→ TASK DATA
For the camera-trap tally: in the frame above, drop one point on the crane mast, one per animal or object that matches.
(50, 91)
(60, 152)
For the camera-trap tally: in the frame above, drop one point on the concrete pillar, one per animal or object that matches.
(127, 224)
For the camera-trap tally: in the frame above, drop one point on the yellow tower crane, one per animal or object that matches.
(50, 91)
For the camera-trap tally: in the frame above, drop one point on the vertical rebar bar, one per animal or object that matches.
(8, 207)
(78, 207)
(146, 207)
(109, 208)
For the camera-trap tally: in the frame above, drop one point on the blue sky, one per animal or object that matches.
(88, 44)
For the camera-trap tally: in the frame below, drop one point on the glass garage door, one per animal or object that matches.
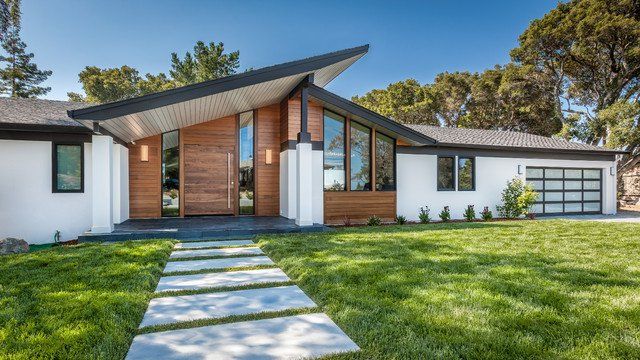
(566, 190)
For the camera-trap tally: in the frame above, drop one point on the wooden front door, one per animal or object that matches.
(210, 168)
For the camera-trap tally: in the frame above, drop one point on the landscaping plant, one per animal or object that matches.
(424, 215)
(445, 214)
(470, 213)
(517, 199)
(401, 220)
(486, 214)
(374, 221)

→ WHAT TO PRODUCE
Give the lines of the entries above exactly as they appear, leaving out each picture.

→ WORKED SOLUTION
For the camera-trap tally: in the frame above, drop one point on the crane mast, one per animal or object that matches.
(50, 91)
(60, 152)
For the camera-trap tally: in the frame above, drop one point on the concrete pillar, one per animal or object that matches.
(127, 224)
For the camera-trap tally: in the frame above, drop one point on the yellow tower crane, one per animal or object that matches.
(50, 91)
For the camera-trap tally: in the frame above, drop one point on the vertical rebar bar, one per animal or object that matches.
(8, 207)
(78, 207)
(146, 207)
(109, 208)
For the camera-trap tally: in the frame above, drop one point on the blue sky, one per animal or object that matches.
(88, 44)
For the camera-trap tally: in the frame below, drop one point on the glass garage door, one per animal or object that matches.
(566, 190)
For the camera-trap tally: in the frame above, drop one point on the wooden front door, one per animal or object that matches.
(210, 168)
For the camera-trap tally: in the frame above, drop one point on the landscaping plant, one per animal or object that matches.
(424, 215)
(445, 214)
(470, 213)
(517, 199)
(401, 220)
(486, 214)
(374, 221)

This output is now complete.